▶ Stated goal
Convert every line of the listing below into a JSON list of strings, one string per line, omitting any blank lines.

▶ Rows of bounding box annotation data
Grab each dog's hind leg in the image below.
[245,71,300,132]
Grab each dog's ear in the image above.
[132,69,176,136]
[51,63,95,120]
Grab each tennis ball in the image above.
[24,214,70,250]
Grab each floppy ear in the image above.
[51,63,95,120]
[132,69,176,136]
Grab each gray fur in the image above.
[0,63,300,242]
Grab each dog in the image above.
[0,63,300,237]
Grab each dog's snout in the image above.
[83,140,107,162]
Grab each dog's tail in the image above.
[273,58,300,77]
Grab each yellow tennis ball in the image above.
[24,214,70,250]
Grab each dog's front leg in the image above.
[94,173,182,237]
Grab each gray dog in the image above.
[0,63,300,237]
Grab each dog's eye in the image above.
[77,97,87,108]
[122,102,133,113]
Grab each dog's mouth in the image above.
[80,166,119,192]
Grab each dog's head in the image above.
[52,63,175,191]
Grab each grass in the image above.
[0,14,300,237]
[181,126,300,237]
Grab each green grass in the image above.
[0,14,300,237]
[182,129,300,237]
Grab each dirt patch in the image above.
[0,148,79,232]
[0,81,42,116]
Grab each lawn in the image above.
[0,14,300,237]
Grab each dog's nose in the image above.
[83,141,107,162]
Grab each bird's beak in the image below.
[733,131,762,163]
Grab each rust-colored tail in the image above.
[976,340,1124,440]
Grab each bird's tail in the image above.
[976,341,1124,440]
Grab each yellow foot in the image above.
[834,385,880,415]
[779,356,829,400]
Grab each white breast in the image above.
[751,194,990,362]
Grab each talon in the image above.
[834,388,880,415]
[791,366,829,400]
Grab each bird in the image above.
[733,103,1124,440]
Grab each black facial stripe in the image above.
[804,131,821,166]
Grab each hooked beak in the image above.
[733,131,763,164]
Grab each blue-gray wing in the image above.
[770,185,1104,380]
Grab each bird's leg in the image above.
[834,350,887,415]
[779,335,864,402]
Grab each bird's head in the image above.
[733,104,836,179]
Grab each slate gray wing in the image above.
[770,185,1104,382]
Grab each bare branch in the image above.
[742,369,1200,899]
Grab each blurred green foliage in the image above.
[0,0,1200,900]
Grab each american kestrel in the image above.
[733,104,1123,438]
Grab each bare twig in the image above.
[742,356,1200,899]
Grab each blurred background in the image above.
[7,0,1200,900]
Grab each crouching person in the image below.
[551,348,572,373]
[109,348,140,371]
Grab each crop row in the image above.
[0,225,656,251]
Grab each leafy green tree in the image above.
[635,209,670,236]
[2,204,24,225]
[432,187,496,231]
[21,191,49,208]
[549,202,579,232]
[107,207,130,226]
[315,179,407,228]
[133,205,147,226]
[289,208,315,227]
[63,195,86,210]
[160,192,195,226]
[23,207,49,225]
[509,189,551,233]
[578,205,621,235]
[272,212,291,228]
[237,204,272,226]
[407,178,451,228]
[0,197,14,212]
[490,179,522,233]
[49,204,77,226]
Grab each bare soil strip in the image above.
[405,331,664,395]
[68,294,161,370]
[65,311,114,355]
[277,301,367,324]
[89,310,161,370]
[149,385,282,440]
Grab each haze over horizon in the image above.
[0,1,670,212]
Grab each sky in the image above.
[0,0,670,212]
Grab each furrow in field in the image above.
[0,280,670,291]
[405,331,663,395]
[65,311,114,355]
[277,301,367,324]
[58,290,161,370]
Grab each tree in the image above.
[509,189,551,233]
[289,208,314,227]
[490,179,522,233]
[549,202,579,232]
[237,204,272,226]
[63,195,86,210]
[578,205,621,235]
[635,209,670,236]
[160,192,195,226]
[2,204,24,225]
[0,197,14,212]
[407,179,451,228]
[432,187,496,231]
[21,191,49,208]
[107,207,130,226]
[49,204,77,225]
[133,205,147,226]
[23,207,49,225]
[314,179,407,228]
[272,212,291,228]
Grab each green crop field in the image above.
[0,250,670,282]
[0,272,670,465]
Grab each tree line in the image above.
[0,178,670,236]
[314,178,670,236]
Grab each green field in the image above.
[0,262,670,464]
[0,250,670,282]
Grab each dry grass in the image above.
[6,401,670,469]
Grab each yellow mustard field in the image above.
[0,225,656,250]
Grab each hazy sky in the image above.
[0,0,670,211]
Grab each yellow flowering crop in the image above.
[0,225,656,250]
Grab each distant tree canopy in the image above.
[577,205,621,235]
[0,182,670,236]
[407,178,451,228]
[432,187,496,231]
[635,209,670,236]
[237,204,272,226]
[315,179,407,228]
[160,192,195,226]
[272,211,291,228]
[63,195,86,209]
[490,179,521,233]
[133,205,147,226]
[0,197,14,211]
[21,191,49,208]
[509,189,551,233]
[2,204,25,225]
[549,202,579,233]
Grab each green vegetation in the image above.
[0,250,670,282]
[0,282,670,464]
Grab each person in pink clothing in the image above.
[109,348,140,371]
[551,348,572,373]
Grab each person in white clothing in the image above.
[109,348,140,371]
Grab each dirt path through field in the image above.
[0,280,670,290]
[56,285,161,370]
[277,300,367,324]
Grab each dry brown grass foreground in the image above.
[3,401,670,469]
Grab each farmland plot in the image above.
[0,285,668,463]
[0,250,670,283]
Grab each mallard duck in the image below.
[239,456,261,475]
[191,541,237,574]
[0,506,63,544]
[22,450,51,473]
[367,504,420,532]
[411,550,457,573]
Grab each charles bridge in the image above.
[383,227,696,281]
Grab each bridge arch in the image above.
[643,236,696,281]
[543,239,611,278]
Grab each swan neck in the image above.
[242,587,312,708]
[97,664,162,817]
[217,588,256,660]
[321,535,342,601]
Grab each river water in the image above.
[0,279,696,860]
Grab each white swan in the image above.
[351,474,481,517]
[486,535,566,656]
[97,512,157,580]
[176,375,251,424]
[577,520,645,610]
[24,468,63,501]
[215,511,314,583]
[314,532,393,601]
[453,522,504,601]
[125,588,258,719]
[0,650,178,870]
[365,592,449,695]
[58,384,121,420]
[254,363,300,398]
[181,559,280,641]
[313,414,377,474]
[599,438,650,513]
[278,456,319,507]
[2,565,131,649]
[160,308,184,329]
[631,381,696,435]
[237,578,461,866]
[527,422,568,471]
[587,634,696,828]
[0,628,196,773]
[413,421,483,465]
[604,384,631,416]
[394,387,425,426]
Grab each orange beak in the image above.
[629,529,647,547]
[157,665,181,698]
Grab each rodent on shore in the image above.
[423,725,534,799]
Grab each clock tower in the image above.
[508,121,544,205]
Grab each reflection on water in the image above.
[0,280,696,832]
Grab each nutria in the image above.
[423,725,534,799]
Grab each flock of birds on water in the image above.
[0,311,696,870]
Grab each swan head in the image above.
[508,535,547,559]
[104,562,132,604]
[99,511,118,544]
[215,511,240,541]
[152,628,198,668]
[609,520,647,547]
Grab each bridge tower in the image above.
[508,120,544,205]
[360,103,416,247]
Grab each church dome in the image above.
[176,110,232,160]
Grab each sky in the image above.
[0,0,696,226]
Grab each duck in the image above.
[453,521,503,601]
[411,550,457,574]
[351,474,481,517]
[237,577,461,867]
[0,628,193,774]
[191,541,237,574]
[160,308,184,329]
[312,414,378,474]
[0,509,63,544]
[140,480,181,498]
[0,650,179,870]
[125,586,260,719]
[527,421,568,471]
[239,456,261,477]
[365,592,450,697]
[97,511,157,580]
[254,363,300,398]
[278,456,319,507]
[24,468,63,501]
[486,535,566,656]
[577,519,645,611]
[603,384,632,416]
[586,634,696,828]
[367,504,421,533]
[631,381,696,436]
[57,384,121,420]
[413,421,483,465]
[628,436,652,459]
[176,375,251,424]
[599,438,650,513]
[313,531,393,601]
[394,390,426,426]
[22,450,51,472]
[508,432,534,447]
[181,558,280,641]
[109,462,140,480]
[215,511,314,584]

▶ Solution to the exercise
[
  "Grab each dog's hind leg in the image below.",
  "[245,71,300,132]",
  "Grab each dog's ear in the image above.",
  "[132,69,176,136]",
  "[51,63,95,120]",
  "Grab each tennis ball in the image above.",
  "[24,214,70,250]",
  "Grab each floppy ear in the image above.",
  "[51,63,95,120]",
  "[132,69,176,136]",
  "Grab each gray fur in the image above.",
  "[0,63,300,242]",
  "Grab each dog in the image above.",
  "[0,63,300,237]",
  "Grab each dog's snout in the image above.",
  "[83,140,107,162]",
  "Grab each dog's tail in the image above.",
  "[273,58,300,77]",
  "Grab each yellow tennis ball in the image above.",
  "[24,214,70,250]",
  "Grab each dog's front leg in the image above.",
  "[94,173,182,237]",
  "Grab each gray dog in the image above.",
  "[0,63,300,237]",
  "Grab each dog's eye in the image above.",
  "[77,97,87,108]",
  "[122,102,133,113]",
  "Grab each dog's mouth in the image above.",
  "[80,166,119,192]",
  "Grab each dog's head in the image above.",
  "[52,63,175,191]",
  "Grab each grass in the image above.",
  "[0,14,300,237]",
  "[181,126,300,237]",
  "Grab each green grass in the image above.",
  "[0,14,300,237]",
  "[182,129,300,237]",
  "Grab each dirt patch in the image above.",
  "[0,148,79,232]",
  "[0,81,42,116]",
  "Grab each lawn in the image above.",
  "[0,14,300,237]",
  "Grab each dog's nose in the image above.",
  "[83,141,107,162]",
  "Grab each bird's beak in the image below.",
  "[733,131,762,163]",
  "Grab each rust-colored tail in the image above.",
  "[976,340,1124,440]",
  "Grab each bird's tail in the image above.",
  "[976,341,1124,440]",
  "Grab each yellow foot in the image above.",
  "[834,385,880,415]",
  "[779,356,829,400]",
  "Grab each white breast in the image above.",
  "[751,194,990,362]",
  "Grab each talon in the image above.",
  "[834,388,880,415]",
  "[791,366,829,400]",
  "Grab each bird in the image above.",
  "[733,103,1124,440]",
  "Grab each black facial stripe in the image above.",
  "[804,131,821,166]",
  "Grab each hooked beak in the image above.",
  "[733,131,763,164]",
  "Grab each blue-gray wing in the image above.",
  "[770,185,1104,380]",
  "Grab each bird's leg in the image above.",
  "[834,350,887,415]",
  "[779,335,864,402]",
  "Grab each bird's head in the image above.",
  "[733,104,836,179]",
  "Grab each slate gray wing in the image above.",
  "[770,185,1104,382]",
  "Grab each bare branch in the image above.",
  "[742,369,1200,899]",
  "Grab each blurred green foliage in the image above.",
  "[0,0,1200,900]",
  "Grab each american kestrel in the image above.",
  "[733,104,1123,438]",
  "Grab each bare twig in the image above.",
  "[742,356,1200,899]",
  "Grab each blurred background in the image above.",
  "[7,0,1200,900]",
  "Grab each crouching person in the image below.",
  "[551,348,572,373]",
  "[109,348,140,371]",
  "Grab each crop row in the image above.",
  "[0,225,656,251]",
  "Grab each leafy green tree in the image above.",
  "[635,209,670,236]",
  "[2,204,24,225]",
  "[432,187,496,231]",
  "[21,191,49,208]",
  "[549,202,579,232]",
  "[107,207,130,226]",
  "[315,179,407,228]",
  "[133,205,147,226]",
  "[289,208,315,227]",
  "[63,195,86,210]",
  "[160,192,195,226]",
  "[23,207,49,225]",
  "[509,189,551,233]",
  "[578,205,621,235]",
  "[272,212,291,228]",
  "[237,204,272,226]",
  "[407,178,451,228]",
  "[0,197,14,212]",
  "[490,179,522,233]",
  "[49,204,77,226]",
  "Grab each bare soil strip in the image above.",
  "[405,331,664,395]",
  "[68,294,161,370]",
  "[65,311,114,355]",
  "[277,301,367,324]",
  "[89,310,161,370]",
  "[149,385,282,440]",
  "Grab each haze over horizon in the image above.",
  "[0,1,670,212]",
  "Grab each sky in the image above.",
  "[0,0,670,212]",
  "Grab each furrow in field in the image above.",
  "[0,280,670,291]",
  "[405,331,663,395]",
  "[65,311,114,355]",
  "[277,301,367,324]",
  "[58,290,161,370]",
  "Grab each tree in the image above.",
  "[509,189,551,233]",
  "[289,208,314,227]",
  "[490,179,522,233]",
  "[549,202,579,232]",
  "[237,204,272,226]",
  "[63,195,86,210]",
  "[578,205,621,235]",
  "[635,209,670,236]",
  "[160,192,195,226]",
  "[2,204,24,225]",
  "[0,197,14,212]",
  "[407,179,451,228]",
  "[432,187,496,231]",
  "[21,191,49,208]",
  "[107,207,130,226]",
  "[49,204,77,225]",
  "[133,205,147,226]",
  "[23,207,49,225]",
  "[314,179,407,228]",
  "[272,212,291,228]",
  "Grab each green crop field in the image above.",
  "[0,250,670,282]",
  "[0,272,670,465]",
  "Grab each tree line in the image above.",
  "[0,178,670,236]",
  "[314,178,670,236]",
  "Grab each green field in the image above.",
  "[0,262,670,464]",
  "[0,250,670,282]",
  "Grab each dry grass in the image above.",
  "[6,401,670,469]",
  "Grab each yellow mustard field in the image above.",
  "[0,225,656,250]",
  "Grab each hazy sky in the image above.",
  "[0,0,670,211]",
  "Grab each yellow flowering crop in the image above.",
  "[0,225,656,250]",
  "Grab each distant tree canopy in the image above.",
  "[577,205,621,235]",
  "[0,182,670,236]",
  "[407,178,451,228]",
  "[432,187,496,231]",
  "[635,209,670,236]",
  "[237,204,272,226]",
  "[315,179,407,228]",
  "[160,192,195,226]",
  "[272,211,291,228]",
  "[63,195,86,209]",
  "[490,179,521,233]",
  "[133,205,147,226]",
  "[0,197,14,211]",
  "[21,191,49,208]",
  "[509,189,551,233]",
  "[2,204,25,225]",
  "[549,202,579,233]",
  "Grab each green vegetation in the image above.",
  "[0,250,670,282]",
  "[0,282,670,464]",
  "Grab each person in pink clothing in the image above.",
  "[109,348,140,371]",
  "[551,348,572,373]",
  "Grab each person in white clothing in the image above.",
  "[109,348,140,371]",
  "Grab each dirt path through field in the image above.",
  "[0,280,670,290]",
  "[56,285,161,370]",
  "[277,300,367,324]",
  "Grab each dry brown grass foreground in the image above.",
  "[3,401,670,469]",
  "Grab each farmland plot in the image above.",
  "[0,285,668,463]",
  "[0,250,670,283]",
  "Grab each mallard duck in the image below.",
  "[239,456,261,475]",
  "[191,541,237,574]",
  "[0,506,63,544]",
  "[22,450,51,473]",
  "[367,504,420,532]",
  "[411,550,457,573]",
  "Grab each charles bridge in the image above.",
  "[383,227,696,281]",
  "Grab each bridge arch in the image above.",
  "[643,236,696,281]",
  "[543,239,611,278]",
  "Grab each swan neck in the image above.",
  "[242,587,312,708]",
  "[97,664,162,817]",
  "[217,588,256,660]",
  "[321,535,342,601]",
  "Grab each river water in the image above.",
  "[0,279,696,860]",
  "Grab each white swan in the image above.",
  "[351,474,481,517]",
  "[486,535,566,656]",
  "[97,512,157,580]",
  "[176,375,251,424]",
  "[577,520,645,610]",
  "[24,468,63,501]",
  "[215,511,314,583]",
  "[314,532,393,601]",
  "[453,522,504,601]",
  "[125,588,258,719]",
  "[0,650,178,870]",
  "[365,592,449,695]",
  "[58,384,121,420]",
  "[254,363,300,398]",
  "[181,559,280,641]",
  "[313,414,377,474]",
  "[599,438,650,513]",
  "[278,456,319,507]",
  "[2,565,131,649]",
  "[160,308,184,329]",
  "[631,381,696,435]",
  "[237,578,461,866]",
  "[527,422,568,471]",
  "[587,634,696,828]",
  "[0,628,196,773]",
  "[413,421,483,465]",
  "[604,384,631,416]",
  "[394,387,425,426]",
  "Grab each orange beak in the image above.",
  "[629,529,647,547]",
  "[157,665,181,698]",
  "Grab each rodent on shore in the image above.",
  "[423,725,534,799]",
  "Grab each clock tower in the image above.",
  "[508,121,544,205]",
  "Grab each reflection on water in the image above.",
  "[0,280,696,832]",
  "Grab each nutria in the image above.",
  "[423,725,534,799]",
  "Grab each flock of birds on water in the image above.",
  "[0,311,696,870]",
  "Grab each swan head in the image above.",
  "[508,535,547,559]",
  "[104,562,132,604]",
  "[99,511,118,544]",
  "[215,511,240,541]",
  "[152,628,198,668]",
  "[609,520,647,547]",
  "Grab each bridge tower in the image above.",
  "[508,120,544,205]",
  "[360,103,416,247]",
  "Grab each church dome in the image above.",
  "[176,110,232,160]",
  "Grab each sky in the image above.",
  "[0,0,696,226]",
  "Grab each duck in the image above.",
  "[453,521,503,601]",
  "[411,550,457,574]",
  "[351,474,481,517]",
  "[237,577,461,867]",
  "[0,628,193,774]",
  "[191,541,237,574]",
  "[160,308,184,329]",
  "[312,414,378,474]",
  "[0,509,63,544]",
  "[140,480,181,498]",
  "[0,650,179,870]",
  "[125,586,260,719]",
  "[527,421,568,471]",
  "[239,456,261,477]",
  "[365,592,450,697]",
  "[97,511,157,580]",
  "[254,363,300,398]",
  "[278,456,319,507]",
  "[24,468,63,501]",
  "[486,535,566,656]",
  "[577,519,645,611]",
  "[603,384,632,416]",
  "[586,634,696,828]",
  "[367,504,421,533]",
  "[631,381,696,436]",
  "[57,384,121,420]",
  "[413,421,483,465]",
  "[628,436,652,459]",
  "[176,375,251,424]",
  "[599,438,650,513]",
  "[313,531,393,601]",
  "[394,390,426,426]",
  "[22,450,51,472]",
  "[508,432,534,447]",
  "[181,558,280,641]",
  "[109,462,140,480]",
  "[215,511,314,584]"
]